[PROMPT]: From first line to last, print the records exactly, but leave out the pictures.

[DATA FOR THIS TASK]:
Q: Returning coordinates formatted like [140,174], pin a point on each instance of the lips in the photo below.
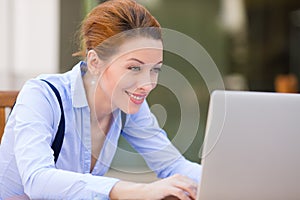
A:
[136,98]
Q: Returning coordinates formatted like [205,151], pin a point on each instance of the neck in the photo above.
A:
[99,103]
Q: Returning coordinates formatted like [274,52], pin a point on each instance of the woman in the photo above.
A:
[122,47]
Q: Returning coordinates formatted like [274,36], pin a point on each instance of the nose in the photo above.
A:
[146,83]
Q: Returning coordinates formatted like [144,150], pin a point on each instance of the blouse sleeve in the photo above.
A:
[146,137]
[37,115]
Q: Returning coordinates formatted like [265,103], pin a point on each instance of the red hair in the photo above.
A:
[115,17]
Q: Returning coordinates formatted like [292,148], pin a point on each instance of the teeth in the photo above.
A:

[EXERCISE ANSWER]:
Q: Returning coordinates formatted like [140,174], pin a point on each instance of the lips in the photo below.
A:
[136,98]
Q: Returning coordinates formatted like [205,151], pin a point on each instance of the neck in the photo above.
A:
[99,103]
Q: Returning coordinates formatted like [274,52], pin a point on each instance of the woman in the photo above.
A:
[122,47]
Q: Returning coordinates formatted like [274,36], pin a point on each instance of the nose in the photo above.
A:
[146,83]
Q: Returning coordinates formatted like [144,150], pin a point on each instance of the blouse sleeve in the photo above.
A:
[146,137]
[37,115]
Q: Returning coordinates formatted like [265,103], pin a point on each instance of the red hair in the photo above.
A:
[115,17]
Q: Returning coordinates formatted like [292,148], pin a point on each instance of the teeth in the photo above.
A:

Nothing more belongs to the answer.